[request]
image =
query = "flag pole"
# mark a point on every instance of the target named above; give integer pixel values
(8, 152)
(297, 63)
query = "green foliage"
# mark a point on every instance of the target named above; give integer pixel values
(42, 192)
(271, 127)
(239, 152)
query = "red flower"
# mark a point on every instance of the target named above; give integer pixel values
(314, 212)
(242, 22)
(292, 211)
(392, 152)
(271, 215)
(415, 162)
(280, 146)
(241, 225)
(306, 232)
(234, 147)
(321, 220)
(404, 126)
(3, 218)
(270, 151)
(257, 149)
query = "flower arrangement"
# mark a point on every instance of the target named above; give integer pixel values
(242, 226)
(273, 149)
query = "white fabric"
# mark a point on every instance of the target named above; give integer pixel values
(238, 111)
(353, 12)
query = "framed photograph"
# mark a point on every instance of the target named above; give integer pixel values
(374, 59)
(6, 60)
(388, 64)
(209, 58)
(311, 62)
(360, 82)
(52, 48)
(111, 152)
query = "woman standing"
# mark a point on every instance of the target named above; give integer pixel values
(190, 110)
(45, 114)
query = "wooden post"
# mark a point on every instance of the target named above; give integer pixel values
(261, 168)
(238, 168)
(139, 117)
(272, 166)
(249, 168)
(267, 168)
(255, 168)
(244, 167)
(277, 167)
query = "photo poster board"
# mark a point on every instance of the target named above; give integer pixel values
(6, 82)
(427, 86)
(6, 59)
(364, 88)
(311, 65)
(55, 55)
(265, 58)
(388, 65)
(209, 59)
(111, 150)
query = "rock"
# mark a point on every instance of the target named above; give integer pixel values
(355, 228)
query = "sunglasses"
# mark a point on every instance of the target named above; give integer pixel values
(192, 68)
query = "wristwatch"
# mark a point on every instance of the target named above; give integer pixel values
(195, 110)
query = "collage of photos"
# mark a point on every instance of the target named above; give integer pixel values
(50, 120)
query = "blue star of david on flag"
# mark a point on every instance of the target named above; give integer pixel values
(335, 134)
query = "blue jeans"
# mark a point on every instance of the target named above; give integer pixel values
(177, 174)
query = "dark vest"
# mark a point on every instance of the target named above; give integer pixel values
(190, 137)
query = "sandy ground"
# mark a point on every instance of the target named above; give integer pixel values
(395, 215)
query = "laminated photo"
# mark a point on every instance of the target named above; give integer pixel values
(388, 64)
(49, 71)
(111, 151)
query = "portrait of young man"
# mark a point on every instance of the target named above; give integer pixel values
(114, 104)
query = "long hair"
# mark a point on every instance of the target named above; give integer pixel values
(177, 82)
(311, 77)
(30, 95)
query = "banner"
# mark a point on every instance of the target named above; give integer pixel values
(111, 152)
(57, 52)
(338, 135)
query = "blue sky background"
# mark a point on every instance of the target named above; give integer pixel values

————————

## DESCRIPTION OF THE TASK
Extract all the material, leaving every line as it is.

## SOLUTION TO THE PROBLEM
[request]
image =
query = "flag pole"
# mark a point on every instance of the target named above; give integer pixel values
(8, 152)
(297, 63)
query = "green foliage"
# mark a point on every instance of the target named above; give integer pixel values
(42, 192)
(271, 127)
(239, 152)
query = "red flower"
# mark a point on every instance of the target named above; give integer pixel values
(314, 212)
(242, 22)
(292, 211)
(392, 152)
(271, 215)
(415, 162)
(280, 146)
(241, 225)
(306, 232)
(234, 147)
(321, 220)
(404, 126)
(3, 218)
(270, 151)
(257, 149)
query = "flower arrangement"
# mark a point on every instance of the target named above; give integer pixel values
(242, 226)
(273, 149)
query = "white fabric"
# mark a point on every instance of the target named above; give integer pixel values
(238, 111)
(353, 12)
query = "framed photograph"
# mark a point on every instance of the target named above; give integer pixel values
(374, 59)
(6, 60)
(388, 64)
(209, 58)
(311, 62)
(360, 82)
(52, 48)
(111, 152)
query = "woman standing"
# mark a point on every instance of the target named above; give integer pixel values
(190, 110)
(45, 114)
query = "wooden post"
# mark a point on every instance of the target named above; give integer pixel values
(261, 168)
(238, 168)
(139, 117)
(272, 166)
(249, 168)
(267, 168)
(255, 168)
(244, 167)
(277, 167)
query = "photo poster board"
# mark a point on every instance of the target named above; give integer pixel values
(6, 82)
(427, 86)
(6, 59)
(364, 88)
(311, 65)
(55, 55)
(265, 58)
(388, 65)
(209, 59)
(111, 150)
query = "rock"
# mark a point on every instance of the target named above; give integer pixel values
(355, 228)
query = "sunglasses"
# mark a point on every instance of the target named above; give integer pixel values
(192, 68)
query = "wristwatch"
# mark a point on every instance of the target named above; give integer pixel values
(195, 110)
query = "collage of photos"
# mark a point on every instance of the target named above; give integer pixel values
(50, 120)
query = "blue star of david on flag"
# mark a point on every instance of the target named above; give integer pixel values
(335, 134)
query = "blue jeans"
# mark a point on every instance of the target named above; give integer pixel values
(177, 174)
query = "dark vest"
# mark a point on every instance of the target named above; give integer pixel values
(190, 137)
query = "sandy ground"
# mark a point on every instance of the target named above; give integer pixel values
(395, 215)
query = "laminated photo"
# mark a point on every instance of the target named above; give integer pixel values
(388, 64)
(49, 71)
(111, 151)
query = "portrait of young man"
# mark a point on every instance of the target named above; give integer pixel values
(114, 104)
query = "long hair"
# mark a point on every instance of the target named above; give integer pixel values
(177, 82)
(311, 77)
(30, 95)
query = "banner"
# mark a point on every instance of the target named above; give integer pixel values
(111, 152)
(57, 52)
(338, 135)
query = "blue sky background"
# mark a point on every instance of the target named above; give integer pixel values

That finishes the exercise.